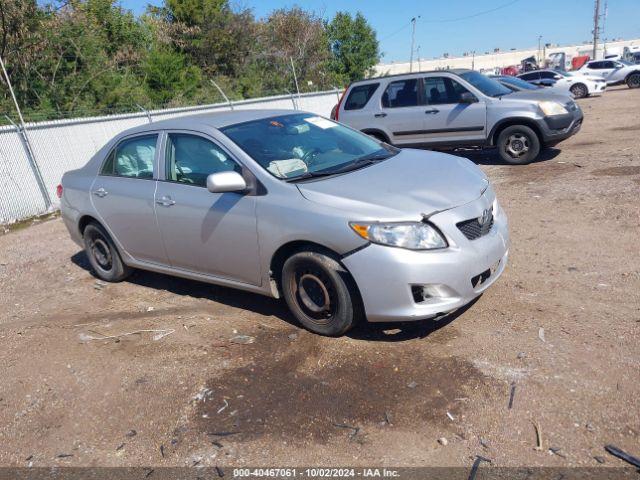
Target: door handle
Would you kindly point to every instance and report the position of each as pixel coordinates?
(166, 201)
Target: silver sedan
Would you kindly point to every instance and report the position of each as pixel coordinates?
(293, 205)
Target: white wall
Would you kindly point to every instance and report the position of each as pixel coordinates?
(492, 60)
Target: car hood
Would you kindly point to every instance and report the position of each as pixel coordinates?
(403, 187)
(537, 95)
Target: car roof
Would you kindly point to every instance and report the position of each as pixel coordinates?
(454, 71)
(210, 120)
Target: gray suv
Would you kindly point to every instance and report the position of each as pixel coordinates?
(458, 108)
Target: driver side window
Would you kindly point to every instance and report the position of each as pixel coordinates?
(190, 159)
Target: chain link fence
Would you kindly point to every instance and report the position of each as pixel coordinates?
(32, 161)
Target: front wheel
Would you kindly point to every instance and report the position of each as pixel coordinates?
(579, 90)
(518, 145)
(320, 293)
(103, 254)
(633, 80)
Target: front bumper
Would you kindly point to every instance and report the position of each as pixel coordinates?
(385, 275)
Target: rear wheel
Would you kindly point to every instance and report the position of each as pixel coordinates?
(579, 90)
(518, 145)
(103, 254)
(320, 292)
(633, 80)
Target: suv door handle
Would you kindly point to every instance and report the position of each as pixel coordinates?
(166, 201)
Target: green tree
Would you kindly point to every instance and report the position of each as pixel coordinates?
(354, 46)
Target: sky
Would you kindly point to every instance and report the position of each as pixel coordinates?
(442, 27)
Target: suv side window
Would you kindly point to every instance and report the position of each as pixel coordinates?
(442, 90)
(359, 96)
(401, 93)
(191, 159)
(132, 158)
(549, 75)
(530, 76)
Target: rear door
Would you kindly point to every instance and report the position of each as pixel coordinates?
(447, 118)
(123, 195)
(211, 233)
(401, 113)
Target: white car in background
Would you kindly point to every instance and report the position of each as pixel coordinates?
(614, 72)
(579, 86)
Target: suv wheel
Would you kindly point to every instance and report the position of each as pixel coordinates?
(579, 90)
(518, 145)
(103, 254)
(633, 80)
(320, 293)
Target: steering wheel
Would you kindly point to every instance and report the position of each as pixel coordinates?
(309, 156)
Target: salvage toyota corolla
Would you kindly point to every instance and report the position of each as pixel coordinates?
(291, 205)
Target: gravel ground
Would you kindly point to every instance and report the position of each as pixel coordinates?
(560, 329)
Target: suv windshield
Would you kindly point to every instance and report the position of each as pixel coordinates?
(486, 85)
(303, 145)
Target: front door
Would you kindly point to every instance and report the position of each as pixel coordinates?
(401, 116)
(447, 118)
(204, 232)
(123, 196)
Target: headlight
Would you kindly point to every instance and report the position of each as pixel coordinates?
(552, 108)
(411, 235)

...

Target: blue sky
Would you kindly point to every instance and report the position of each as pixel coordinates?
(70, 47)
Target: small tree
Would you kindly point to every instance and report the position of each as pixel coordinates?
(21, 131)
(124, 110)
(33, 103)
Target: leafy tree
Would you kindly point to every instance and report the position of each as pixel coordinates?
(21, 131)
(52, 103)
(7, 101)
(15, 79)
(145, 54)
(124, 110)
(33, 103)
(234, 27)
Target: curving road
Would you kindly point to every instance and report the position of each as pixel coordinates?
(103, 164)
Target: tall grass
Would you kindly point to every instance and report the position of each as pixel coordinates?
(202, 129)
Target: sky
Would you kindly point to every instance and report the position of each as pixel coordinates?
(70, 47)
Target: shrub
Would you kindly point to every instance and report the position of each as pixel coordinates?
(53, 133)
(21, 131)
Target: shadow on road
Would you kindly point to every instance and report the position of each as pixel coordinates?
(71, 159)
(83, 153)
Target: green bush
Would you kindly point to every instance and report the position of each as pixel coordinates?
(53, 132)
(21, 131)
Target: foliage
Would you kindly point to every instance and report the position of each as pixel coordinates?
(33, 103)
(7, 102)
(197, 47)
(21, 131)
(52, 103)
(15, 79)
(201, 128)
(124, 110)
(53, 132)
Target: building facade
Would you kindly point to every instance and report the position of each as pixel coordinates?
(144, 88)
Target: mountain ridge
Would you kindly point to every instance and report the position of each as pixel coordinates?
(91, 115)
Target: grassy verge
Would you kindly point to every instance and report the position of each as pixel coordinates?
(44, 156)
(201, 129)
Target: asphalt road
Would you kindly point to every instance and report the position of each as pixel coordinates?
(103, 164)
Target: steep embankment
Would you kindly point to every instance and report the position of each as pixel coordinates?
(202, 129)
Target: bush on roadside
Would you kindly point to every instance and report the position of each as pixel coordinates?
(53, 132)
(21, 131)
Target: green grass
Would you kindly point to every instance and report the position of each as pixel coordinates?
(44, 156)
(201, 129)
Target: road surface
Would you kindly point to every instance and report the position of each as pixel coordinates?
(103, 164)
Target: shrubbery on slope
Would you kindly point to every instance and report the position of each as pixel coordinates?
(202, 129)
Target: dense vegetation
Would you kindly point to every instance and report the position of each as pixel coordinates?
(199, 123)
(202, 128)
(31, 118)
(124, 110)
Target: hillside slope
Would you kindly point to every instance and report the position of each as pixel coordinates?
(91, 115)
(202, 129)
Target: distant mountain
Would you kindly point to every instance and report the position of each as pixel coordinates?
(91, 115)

==

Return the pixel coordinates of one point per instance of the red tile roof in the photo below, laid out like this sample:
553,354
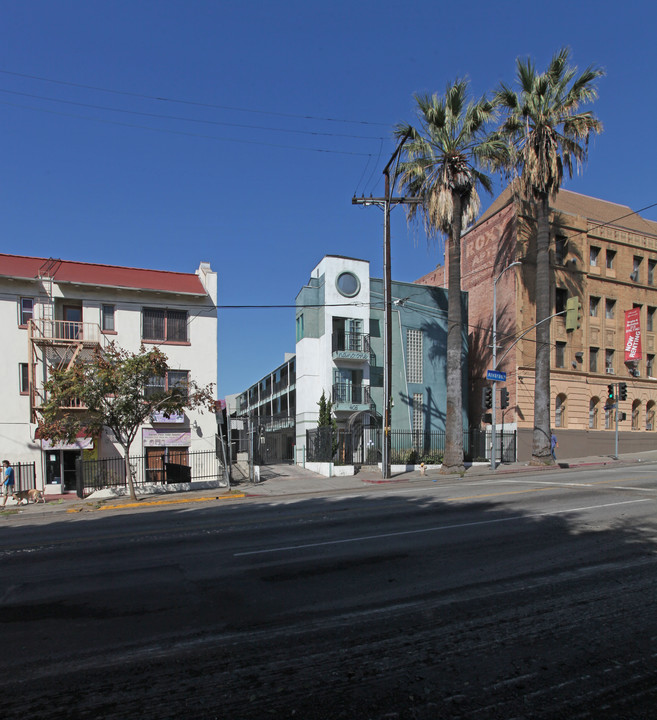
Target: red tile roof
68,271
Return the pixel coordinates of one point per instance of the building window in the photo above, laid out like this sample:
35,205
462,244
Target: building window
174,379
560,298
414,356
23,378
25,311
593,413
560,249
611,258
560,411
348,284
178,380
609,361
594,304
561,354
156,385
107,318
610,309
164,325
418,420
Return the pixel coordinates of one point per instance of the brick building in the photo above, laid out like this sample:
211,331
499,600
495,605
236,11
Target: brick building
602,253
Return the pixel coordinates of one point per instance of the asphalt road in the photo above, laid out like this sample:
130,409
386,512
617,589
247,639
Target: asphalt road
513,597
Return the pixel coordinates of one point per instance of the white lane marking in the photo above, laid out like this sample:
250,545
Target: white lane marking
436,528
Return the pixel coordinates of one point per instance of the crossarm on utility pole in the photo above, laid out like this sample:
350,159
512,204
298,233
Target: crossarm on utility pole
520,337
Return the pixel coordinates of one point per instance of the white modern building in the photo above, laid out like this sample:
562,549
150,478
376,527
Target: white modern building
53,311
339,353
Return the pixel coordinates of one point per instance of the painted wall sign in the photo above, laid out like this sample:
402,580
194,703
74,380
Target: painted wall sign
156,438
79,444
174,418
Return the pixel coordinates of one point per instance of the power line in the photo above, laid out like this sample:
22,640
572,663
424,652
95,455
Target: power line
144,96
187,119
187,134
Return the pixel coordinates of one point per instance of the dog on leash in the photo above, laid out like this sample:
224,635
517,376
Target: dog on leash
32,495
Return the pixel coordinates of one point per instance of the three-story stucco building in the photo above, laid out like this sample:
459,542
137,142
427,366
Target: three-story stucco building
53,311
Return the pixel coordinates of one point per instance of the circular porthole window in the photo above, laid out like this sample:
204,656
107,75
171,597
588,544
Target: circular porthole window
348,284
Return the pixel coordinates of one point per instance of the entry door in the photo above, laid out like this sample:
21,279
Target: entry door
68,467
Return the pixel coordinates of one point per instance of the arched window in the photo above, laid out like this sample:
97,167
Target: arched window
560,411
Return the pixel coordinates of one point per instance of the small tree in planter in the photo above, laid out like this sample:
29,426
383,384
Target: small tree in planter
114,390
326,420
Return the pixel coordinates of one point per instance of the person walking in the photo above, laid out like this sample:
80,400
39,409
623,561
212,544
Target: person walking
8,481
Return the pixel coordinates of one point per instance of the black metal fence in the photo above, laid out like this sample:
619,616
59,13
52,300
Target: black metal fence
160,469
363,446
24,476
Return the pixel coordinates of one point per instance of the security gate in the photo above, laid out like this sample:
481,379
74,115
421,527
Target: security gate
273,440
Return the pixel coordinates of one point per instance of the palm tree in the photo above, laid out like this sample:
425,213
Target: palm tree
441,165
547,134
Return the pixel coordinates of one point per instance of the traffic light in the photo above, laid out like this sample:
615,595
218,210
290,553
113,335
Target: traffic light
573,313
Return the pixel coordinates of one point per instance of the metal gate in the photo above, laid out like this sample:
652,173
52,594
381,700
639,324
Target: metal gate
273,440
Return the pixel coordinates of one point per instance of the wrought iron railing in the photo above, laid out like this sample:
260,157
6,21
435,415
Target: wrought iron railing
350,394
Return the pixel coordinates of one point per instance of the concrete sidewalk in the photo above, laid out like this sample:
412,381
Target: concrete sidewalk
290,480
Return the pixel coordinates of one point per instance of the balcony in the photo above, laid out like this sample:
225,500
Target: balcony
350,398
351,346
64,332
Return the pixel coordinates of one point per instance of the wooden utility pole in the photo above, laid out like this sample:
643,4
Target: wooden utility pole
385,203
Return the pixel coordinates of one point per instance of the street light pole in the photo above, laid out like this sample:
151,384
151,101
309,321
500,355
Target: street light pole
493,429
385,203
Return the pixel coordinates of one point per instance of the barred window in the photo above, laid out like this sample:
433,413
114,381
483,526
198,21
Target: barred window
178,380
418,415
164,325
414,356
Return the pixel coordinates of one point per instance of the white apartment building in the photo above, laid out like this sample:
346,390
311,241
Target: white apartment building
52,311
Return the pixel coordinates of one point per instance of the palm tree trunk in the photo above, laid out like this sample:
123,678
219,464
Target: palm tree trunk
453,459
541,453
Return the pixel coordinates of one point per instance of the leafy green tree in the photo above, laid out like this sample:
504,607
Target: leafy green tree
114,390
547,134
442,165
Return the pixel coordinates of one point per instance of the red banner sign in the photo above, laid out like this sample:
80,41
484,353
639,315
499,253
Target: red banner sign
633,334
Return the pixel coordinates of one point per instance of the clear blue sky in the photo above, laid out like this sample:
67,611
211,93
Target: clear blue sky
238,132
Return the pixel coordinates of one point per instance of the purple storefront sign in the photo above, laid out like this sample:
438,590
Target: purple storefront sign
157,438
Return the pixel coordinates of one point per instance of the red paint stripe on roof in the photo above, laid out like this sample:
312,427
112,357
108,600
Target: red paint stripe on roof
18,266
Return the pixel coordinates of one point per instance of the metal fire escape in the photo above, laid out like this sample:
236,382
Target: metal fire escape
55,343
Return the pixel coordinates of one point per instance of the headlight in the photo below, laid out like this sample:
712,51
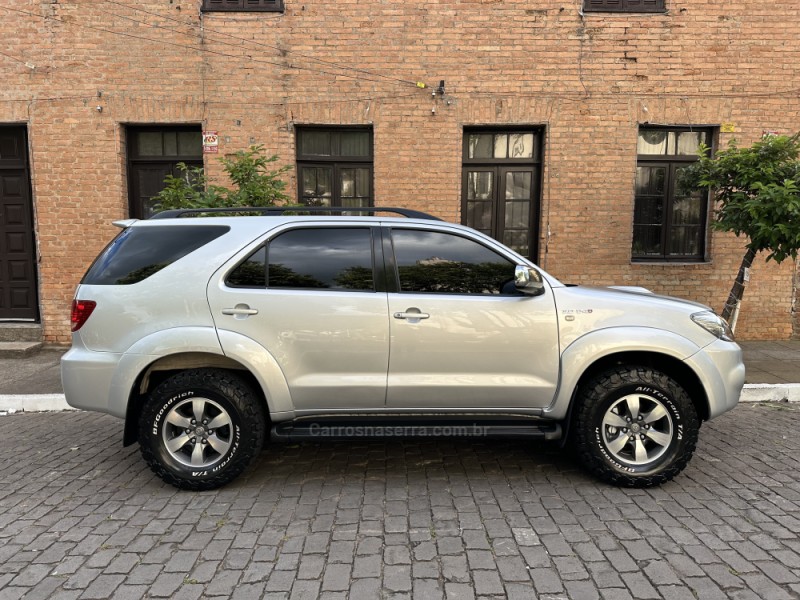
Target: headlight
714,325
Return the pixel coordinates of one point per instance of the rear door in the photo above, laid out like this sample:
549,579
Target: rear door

STATED PROBLEM →
Find every line in the records above that contains the string "marking", and copy each of those lines in full.

RESULT OF THIS TASK →
Return the pixel coordinates of one point per instance of the white lane marking in the photo above, laid out like this sample:
Target: white lane marking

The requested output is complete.